**Exercise description:** Of the lines below, copy those that hold the word "scarf".

**Dataset excerpts:**

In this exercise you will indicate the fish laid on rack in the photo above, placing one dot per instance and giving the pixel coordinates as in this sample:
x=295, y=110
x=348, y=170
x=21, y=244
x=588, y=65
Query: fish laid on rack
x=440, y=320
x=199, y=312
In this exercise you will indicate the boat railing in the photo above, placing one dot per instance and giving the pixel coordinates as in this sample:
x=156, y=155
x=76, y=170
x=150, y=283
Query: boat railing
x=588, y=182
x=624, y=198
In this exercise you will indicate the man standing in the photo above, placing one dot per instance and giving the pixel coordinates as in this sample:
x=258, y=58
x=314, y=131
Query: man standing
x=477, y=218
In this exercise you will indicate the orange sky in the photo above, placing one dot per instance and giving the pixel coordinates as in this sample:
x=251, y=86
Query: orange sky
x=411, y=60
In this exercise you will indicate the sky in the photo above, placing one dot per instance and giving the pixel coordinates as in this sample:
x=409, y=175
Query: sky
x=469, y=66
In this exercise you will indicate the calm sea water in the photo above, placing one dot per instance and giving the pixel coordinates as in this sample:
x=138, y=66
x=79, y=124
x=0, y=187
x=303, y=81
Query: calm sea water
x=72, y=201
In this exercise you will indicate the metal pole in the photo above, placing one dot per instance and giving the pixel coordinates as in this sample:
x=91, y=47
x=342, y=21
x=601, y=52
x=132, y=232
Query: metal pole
--
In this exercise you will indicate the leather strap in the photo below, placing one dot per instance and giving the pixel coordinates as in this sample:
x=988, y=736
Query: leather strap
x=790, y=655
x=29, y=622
==
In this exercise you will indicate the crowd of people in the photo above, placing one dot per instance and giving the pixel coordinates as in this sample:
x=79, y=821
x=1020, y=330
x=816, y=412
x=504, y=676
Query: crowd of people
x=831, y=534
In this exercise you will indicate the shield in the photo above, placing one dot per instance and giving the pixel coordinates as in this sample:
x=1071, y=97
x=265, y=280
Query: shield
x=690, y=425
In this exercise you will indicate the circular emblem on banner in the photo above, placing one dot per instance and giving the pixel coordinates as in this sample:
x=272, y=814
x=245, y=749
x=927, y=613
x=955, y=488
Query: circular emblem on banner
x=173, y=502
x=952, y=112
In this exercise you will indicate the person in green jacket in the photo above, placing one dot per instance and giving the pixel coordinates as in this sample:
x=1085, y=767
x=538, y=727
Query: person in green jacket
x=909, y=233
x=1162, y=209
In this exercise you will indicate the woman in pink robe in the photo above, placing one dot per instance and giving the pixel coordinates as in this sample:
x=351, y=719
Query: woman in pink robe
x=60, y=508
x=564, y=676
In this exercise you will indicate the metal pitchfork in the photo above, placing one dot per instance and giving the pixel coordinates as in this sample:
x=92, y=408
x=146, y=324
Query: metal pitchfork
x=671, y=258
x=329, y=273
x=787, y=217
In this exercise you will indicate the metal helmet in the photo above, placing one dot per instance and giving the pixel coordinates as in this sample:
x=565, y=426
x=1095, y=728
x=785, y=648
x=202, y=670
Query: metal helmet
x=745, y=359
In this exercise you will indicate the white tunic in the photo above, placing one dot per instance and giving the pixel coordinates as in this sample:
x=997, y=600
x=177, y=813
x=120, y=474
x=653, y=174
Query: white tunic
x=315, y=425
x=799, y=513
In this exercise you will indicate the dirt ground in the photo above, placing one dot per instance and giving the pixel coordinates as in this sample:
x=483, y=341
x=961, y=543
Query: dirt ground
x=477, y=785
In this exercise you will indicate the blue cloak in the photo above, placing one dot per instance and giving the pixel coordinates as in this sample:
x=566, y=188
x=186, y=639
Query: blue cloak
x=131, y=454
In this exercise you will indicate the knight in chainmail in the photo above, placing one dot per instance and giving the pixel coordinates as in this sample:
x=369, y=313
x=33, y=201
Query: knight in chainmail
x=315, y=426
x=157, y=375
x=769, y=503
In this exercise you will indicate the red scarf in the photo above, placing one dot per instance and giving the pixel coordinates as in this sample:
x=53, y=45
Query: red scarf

**Exercise result:**
In this exercise you will indicate the red scarf in the photo above, placing one dot per instance and giving the pixel coordinates as in this sample:
Query: red scarf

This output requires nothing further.